### TASK GOAL
Locate every line in the entries below that contains the word "tree" and copy each of those lines. Uppercase and lowercase letters count as different.
---------- EXERCISE INPUT
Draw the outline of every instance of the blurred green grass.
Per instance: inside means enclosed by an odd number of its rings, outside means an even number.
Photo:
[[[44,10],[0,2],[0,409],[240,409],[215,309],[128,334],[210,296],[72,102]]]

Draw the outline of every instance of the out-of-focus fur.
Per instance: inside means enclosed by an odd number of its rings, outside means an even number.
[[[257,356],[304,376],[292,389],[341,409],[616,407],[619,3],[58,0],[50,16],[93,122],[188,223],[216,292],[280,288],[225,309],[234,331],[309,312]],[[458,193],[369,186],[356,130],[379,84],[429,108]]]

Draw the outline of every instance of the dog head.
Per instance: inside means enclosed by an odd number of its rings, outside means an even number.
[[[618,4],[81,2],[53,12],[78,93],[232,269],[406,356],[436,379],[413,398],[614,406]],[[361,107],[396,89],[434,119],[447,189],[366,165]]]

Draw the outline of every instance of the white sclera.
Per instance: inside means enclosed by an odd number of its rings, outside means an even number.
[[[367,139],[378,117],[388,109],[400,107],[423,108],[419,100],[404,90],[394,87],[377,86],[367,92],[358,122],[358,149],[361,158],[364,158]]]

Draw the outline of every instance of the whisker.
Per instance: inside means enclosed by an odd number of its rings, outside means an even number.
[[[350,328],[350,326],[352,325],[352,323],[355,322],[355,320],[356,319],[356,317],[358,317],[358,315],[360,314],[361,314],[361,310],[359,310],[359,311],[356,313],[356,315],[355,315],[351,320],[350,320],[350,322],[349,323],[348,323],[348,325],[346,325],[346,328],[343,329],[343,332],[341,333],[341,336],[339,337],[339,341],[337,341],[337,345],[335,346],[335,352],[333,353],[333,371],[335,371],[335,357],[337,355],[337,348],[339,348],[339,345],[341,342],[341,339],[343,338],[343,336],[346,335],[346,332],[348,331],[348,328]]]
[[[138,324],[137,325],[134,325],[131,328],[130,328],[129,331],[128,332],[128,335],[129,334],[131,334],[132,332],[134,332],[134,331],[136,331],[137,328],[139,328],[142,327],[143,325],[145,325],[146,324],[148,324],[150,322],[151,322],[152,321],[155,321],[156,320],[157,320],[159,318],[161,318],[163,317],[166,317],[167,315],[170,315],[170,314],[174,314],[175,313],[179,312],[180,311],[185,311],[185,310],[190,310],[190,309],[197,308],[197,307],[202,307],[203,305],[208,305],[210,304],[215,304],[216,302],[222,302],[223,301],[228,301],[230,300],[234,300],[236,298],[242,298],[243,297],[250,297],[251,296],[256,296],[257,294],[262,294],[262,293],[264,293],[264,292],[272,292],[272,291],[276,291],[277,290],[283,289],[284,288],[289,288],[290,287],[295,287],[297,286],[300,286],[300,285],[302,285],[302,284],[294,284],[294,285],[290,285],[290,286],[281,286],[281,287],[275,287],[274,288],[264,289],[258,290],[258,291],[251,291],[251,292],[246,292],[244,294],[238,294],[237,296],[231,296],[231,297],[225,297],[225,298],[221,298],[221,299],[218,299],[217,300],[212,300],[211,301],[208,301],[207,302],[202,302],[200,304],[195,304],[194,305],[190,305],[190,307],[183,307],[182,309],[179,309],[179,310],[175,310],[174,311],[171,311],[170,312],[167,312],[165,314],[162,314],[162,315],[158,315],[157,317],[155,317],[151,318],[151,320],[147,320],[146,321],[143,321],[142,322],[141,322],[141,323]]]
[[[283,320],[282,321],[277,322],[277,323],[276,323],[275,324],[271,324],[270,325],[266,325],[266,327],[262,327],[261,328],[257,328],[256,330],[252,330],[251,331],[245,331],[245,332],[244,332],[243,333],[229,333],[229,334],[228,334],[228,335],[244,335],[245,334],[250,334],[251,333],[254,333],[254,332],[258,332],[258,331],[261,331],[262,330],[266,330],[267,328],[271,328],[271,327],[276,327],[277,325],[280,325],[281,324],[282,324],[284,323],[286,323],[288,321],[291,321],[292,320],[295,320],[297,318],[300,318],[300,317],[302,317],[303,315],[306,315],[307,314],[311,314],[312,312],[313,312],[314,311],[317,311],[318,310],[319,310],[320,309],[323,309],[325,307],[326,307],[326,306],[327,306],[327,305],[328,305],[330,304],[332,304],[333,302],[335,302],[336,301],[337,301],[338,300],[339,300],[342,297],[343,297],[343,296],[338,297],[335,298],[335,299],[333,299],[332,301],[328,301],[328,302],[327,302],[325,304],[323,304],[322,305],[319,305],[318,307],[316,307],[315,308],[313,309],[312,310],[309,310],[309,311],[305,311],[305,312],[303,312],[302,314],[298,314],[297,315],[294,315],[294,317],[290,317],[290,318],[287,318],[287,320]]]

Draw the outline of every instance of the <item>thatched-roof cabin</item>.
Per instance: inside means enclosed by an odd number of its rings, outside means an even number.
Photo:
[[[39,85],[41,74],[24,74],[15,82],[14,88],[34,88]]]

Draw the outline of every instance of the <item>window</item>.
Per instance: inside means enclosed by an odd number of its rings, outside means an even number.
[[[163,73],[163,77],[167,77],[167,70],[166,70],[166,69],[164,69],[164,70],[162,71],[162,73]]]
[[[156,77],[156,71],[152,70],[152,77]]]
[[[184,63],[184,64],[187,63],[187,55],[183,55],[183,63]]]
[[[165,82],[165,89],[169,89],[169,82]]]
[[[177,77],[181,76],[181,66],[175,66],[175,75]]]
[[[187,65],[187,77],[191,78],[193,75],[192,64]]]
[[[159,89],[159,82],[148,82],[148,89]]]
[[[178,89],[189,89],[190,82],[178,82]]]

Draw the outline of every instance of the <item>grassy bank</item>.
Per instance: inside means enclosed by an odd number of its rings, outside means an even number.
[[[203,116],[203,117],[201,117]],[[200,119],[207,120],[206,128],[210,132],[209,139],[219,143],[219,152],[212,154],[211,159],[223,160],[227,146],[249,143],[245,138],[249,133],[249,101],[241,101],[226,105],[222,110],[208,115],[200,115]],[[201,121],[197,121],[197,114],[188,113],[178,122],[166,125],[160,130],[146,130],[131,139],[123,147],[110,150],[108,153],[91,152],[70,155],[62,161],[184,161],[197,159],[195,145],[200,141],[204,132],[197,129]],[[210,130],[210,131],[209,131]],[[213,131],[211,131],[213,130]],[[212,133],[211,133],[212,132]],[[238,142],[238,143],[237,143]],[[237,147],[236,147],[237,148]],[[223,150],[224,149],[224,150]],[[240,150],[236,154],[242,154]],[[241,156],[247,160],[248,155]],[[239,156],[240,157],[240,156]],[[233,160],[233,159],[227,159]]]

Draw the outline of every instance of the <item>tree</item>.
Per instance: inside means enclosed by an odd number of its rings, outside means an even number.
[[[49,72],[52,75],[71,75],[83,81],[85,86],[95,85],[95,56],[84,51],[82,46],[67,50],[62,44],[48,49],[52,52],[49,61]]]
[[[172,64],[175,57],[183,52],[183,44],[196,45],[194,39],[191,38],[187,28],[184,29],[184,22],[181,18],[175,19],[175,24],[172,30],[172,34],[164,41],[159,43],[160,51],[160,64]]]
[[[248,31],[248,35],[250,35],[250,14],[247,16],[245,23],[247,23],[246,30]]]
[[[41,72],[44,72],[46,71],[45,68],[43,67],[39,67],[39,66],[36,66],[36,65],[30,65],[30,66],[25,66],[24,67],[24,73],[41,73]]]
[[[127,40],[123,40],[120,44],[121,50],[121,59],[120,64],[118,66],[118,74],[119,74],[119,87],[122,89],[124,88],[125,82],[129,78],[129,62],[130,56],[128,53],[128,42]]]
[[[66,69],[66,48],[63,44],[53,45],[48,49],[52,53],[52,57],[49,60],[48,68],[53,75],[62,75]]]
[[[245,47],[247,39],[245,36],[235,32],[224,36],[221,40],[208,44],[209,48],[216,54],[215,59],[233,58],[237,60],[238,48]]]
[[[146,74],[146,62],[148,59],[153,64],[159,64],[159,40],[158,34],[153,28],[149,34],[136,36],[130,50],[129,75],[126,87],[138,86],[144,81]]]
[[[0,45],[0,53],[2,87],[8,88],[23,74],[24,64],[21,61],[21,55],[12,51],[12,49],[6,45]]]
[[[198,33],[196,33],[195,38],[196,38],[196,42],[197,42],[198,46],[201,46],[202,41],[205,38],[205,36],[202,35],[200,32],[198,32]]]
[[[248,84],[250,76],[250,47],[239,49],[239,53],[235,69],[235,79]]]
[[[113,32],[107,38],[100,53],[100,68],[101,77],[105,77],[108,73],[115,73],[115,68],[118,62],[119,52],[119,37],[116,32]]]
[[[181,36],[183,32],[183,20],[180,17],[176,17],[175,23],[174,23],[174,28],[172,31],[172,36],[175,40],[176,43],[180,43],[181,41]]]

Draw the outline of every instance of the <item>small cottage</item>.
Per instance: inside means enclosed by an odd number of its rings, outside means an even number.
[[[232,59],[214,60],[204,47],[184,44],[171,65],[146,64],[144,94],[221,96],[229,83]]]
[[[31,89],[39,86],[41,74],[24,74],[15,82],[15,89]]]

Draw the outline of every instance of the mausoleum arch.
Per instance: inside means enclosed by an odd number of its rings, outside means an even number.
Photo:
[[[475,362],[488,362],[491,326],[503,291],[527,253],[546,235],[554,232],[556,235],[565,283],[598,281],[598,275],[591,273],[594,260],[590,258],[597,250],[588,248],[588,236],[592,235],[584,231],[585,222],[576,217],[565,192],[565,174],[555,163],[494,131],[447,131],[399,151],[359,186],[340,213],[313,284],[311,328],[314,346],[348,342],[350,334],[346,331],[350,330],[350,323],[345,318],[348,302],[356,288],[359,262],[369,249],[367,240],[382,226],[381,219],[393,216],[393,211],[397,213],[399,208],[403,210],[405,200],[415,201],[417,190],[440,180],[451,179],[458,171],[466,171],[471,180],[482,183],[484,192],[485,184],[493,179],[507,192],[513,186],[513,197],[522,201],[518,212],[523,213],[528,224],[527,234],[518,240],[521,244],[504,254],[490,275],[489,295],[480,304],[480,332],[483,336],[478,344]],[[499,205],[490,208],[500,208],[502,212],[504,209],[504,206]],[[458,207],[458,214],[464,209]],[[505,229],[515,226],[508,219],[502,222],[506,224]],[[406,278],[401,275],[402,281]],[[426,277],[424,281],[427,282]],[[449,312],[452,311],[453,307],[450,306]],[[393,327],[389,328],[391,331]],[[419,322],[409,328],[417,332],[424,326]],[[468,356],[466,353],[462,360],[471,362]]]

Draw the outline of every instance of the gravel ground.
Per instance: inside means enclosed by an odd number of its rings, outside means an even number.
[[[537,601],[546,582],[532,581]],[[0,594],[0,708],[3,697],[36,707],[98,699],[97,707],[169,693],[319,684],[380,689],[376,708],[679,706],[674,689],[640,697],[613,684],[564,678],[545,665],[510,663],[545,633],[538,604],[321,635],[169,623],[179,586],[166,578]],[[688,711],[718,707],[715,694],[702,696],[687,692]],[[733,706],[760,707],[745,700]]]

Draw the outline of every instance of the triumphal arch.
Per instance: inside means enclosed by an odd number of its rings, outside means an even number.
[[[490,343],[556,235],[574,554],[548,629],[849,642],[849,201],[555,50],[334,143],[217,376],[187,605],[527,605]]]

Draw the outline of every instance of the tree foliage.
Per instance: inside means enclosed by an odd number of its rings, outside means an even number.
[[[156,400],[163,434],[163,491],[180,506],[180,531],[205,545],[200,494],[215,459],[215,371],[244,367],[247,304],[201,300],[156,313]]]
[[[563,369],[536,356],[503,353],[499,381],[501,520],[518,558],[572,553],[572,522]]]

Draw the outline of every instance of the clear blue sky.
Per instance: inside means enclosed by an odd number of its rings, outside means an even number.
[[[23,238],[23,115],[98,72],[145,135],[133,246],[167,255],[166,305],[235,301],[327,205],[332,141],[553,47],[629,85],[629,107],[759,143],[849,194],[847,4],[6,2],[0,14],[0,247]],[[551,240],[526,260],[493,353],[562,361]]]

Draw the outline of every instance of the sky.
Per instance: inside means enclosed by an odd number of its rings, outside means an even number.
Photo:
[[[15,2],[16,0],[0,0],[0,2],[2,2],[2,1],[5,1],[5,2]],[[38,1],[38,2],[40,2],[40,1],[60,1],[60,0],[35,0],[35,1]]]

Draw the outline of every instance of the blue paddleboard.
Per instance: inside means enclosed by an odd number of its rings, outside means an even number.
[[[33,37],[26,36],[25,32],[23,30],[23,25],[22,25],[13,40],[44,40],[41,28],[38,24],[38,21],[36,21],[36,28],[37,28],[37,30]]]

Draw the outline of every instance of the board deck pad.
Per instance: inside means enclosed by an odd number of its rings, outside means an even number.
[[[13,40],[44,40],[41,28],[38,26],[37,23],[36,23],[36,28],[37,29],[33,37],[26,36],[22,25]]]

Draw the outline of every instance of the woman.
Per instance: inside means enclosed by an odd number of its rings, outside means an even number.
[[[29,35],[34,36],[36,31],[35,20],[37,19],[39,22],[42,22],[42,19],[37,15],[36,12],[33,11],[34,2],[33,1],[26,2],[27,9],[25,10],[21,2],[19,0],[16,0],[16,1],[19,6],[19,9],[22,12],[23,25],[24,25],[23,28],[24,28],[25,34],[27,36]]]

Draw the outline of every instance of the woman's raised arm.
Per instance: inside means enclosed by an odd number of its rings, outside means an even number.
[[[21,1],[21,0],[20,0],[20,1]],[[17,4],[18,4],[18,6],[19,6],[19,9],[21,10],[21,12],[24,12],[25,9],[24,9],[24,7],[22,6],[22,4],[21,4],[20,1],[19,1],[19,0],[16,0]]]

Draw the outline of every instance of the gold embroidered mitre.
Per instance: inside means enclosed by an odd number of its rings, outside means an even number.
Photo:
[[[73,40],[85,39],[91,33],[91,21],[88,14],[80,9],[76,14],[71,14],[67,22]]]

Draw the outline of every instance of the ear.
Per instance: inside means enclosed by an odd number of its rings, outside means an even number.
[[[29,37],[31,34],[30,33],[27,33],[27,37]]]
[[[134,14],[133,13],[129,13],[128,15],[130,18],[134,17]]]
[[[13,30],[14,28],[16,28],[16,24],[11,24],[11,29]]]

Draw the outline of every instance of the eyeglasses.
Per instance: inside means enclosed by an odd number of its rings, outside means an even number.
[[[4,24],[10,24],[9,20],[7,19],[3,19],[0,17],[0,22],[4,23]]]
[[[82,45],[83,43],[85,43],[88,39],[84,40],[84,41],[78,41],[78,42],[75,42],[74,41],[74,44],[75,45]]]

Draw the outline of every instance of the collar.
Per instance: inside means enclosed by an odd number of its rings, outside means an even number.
--------------------
### ANSWER TO THE PROBLEM
Draw the outline of every instance of the <item>tree</item>.
Draw the outline of every instance of the tree foliage.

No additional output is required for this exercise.